(Free-text object descriptions)
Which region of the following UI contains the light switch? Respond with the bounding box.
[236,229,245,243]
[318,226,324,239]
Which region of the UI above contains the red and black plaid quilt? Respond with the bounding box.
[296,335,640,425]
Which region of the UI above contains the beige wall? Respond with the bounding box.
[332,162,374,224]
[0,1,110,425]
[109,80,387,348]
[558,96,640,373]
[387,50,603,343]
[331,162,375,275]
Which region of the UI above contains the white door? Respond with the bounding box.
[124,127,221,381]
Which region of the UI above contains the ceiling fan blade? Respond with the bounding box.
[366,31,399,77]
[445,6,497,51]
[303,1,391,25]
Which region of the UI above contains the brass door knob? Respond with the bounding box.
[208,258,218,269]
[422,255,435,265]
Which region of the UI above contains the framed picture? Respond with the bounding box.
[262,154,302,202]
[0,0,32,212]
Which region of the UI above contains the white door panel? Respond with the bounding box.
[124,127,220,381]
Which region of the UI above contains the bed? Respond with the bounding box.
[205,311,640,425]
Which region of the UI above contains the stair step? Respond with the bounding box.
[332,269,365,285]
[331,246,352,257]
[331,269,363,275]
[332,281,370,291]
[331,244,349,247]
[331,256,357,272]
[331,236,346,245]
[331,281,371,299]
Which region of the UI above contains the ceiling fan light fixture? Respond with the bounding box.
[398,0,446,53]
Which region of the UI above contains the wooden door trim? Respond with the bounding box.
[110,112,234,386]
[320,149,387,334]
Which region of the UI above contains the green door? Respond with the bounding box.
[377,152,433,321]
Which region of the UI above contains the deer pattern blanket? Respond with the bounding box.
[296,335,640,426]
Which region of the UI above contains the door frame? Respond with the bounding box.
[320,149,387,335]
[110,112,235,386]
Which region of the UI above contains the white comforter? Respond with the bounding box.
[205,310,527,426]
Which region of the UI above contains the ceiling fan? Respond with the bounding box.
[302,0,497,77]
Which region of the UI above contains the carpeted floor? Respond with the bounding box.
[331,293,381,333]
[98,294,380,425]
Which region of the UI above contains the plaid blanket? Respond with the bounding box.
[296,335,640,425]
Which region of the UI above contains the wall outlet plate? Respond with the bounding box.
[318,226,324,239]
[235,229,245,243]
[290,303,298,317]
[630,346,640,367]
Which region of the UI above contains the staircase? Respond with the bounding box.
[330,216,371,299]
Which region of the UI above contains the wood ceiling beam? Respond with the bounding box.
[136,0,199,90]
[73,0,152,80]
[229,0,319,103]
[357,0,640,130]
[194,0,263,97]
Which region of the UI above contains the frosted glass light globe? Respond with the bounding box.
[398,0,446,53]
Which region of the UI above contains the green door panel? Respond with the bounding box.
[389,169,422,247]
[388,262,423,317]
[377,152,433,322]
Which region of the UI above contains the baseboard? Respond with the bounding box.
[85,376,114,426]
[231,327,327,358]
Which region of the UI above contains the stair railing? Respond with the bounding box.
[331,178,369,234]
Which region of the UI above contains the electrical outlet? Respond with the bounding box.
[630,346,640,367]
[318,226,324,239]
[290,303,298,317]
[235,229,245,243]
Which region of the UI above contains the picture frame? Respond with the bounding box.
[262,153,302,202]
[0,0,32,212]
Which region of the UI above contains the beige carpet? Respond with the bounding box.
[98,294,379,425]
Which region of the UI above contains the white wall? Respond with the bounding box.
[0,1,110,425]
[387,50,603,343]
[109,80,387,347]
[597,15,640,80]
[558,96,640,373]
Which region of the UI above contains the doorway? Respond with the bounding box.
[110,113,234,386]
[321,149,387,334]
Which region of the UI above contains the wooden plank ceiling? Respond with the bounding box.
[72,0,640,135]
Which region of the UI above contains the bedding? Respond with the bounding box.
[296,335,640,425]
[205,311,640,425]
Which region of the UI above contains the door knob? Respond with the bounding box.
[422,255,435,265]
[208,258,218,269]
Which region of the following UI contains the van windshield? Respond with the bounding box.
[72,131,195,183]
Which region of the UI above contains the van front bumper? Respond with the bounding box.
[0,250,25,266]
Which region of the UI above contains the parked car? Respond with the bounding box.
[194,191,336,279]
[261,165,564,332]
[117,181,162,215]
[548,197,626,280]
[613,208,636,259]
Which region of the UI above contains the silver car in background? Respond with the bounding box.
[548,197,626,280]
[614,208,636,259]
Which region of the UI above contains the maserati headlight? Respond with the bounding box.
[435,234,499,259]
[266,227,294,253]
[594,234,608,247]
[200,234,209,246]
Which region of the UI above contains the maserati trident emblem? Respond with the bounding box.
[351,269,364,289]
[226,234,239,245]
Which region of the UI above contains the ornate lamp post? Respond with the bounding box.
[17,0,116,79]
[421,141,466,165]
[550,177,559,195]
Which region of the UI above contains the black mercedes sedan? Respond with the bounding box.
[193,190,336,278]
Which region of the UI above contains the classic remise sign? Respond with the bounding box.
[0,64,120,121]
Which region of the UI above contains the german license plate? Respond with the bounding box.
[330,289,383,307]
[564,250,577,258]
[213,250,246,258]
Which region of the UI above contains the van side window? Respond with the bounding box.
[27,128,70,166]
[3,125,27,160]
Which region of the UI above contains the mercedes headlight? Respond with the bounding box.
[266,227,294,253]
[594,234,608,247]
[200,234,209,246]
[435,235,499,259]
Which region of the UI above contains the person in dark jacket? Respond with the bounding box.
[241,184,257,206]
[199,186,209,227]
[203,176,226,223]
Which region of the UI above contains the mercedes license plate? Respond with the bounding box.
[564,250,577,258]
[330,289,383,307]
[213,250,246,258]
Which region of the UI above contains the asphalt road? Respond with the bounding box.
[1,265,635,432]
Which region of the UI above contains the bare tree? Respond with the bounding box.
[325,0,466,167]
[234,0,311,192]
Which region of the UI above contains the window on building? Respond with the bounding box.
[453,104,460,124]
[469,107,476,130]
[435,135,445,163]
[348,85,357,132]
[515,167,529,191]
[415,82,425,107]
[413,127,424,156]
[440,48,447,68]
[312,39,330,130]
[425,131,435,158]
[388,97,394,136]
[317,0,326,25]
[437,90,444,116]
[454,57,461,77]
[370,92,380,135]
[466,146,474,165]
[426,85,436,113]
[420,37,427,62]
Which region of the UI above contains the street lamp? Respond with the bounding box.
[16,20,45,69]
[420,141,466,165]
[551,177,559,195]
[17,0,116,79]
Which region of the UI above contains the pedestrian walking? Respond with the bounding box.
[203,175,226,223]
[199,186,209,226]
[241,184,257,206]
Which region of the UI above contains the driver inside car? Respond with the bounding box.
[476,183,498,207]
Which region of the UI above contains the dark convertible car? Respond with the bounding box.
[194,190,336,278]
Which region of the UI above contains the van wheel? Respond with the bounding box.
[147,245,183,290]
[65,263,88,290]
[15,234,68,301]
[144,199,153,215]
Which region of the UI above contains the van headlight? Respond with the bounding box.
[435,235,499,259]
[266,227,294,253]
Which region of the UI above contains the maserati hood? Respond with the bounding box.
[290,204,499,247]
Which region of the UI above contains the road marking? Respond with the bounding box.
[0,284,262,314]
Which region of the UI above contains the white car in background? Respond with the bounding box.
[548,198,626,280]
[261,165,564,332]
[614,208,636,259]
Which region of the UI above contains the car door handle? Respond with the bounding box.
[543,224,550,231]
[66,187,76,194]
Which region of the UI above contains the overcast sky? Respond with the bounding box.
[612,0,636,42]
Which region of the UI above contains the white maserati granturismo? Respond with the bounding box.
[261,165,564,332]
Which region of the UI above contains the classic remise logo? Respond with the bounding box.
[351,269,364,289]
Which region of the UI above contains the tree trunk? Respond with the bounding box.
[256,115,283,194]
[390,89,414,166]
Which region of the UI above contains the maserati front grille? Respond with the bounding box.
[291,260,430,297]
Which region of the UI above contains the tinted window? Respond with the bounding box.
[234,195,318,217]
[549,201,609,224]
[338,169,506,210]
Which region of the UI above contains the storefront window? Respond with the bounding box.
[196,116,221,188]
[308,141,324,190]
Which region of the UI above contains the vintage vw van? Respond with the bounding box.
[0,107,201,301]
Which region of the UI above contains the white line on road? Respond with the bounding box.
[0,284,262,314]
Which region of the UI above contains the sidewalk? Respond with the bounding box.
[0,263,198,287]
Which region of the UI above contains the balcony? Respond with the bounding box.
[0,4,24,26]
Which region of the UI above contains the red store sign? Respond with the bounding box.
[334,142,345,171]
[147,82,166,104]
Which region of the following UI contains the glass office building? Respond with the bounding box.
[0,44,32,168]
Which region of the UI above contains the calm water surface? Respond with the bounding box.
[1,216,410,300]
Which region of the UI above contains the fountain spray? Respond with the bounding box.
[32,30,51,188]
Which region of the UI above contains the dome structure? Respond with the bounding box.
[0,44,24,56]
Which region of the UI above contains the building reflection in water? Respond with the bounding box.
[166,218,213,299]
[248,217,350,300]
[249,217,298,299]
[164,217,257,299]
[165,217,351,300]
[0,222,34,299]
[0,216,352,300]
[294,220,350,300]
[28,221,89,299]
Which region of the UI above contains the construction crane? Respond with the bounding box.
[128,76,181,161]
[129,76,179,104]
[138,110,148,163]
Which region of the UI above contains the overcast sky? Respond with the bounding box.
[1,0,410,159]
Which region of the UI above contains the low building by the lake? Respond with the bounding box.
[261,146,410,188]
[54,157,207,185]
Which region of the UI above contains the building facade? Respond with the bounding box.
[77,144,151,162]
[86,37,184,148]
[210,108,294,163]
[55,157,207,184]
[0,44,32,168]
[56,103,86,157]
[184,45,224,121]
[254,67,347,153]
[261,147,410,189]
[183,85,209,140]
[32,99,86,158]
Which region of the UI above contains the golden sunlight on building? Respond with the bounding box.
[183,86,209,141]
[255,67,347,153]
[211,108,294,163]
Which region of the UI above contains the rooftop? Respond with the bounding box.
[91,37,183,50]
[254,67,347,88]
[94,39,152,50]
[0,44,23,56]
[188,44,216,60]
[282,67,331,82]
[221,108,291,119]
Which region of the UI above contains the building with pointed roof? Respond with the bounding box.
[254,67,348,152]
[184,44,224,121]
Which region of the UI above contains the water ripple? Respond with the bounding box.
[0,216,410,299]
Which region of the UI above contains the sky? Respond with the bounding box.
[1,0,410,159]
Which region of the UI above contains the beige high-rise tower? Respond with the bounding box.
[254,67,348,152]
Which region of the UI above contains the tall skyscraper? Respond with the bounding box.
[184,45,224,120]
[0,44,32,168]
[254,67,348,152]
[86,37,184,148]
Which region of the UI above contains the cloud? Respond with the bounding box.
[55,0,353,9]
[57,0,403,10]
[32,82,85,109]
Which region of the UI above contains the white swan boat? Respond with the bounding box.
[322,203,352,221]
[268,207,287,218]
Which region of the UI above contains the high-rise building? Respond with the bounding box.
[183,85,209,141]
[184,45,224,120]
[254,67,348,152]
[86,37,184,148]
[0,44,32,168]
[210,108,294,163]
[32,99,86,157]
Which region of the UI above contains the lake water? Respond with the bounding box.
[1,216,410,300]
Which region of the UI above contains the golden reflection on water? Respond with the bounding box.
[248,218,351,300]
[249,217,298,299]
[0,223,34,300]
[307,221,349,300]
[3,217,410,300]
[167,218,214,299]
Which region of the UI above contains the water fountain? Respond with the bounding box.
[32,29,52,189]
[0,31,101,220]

* **TASK ITEM**
Start at the line containing "Which region of the UI above contains the lake" and transcribe through the end of the entries. Please keep both ends and add nothing.

* **SOLUTION**
Which region of the UI above contains the lake water? Respond with the bounding box.
[1,216,410,300]
Which region of the UI above contains the golden reflection on water? Respond with the bounding box.
[248,218,351,300]
[249,217,298,299]
[0,223,34,300]
[307,221,349,300]
[3,217,410,300]
[167,218,214,299]
Which region of the UI above contains the water fountain? Respond with the bounding box.
[32,29,52,189]
[0,31,101,220]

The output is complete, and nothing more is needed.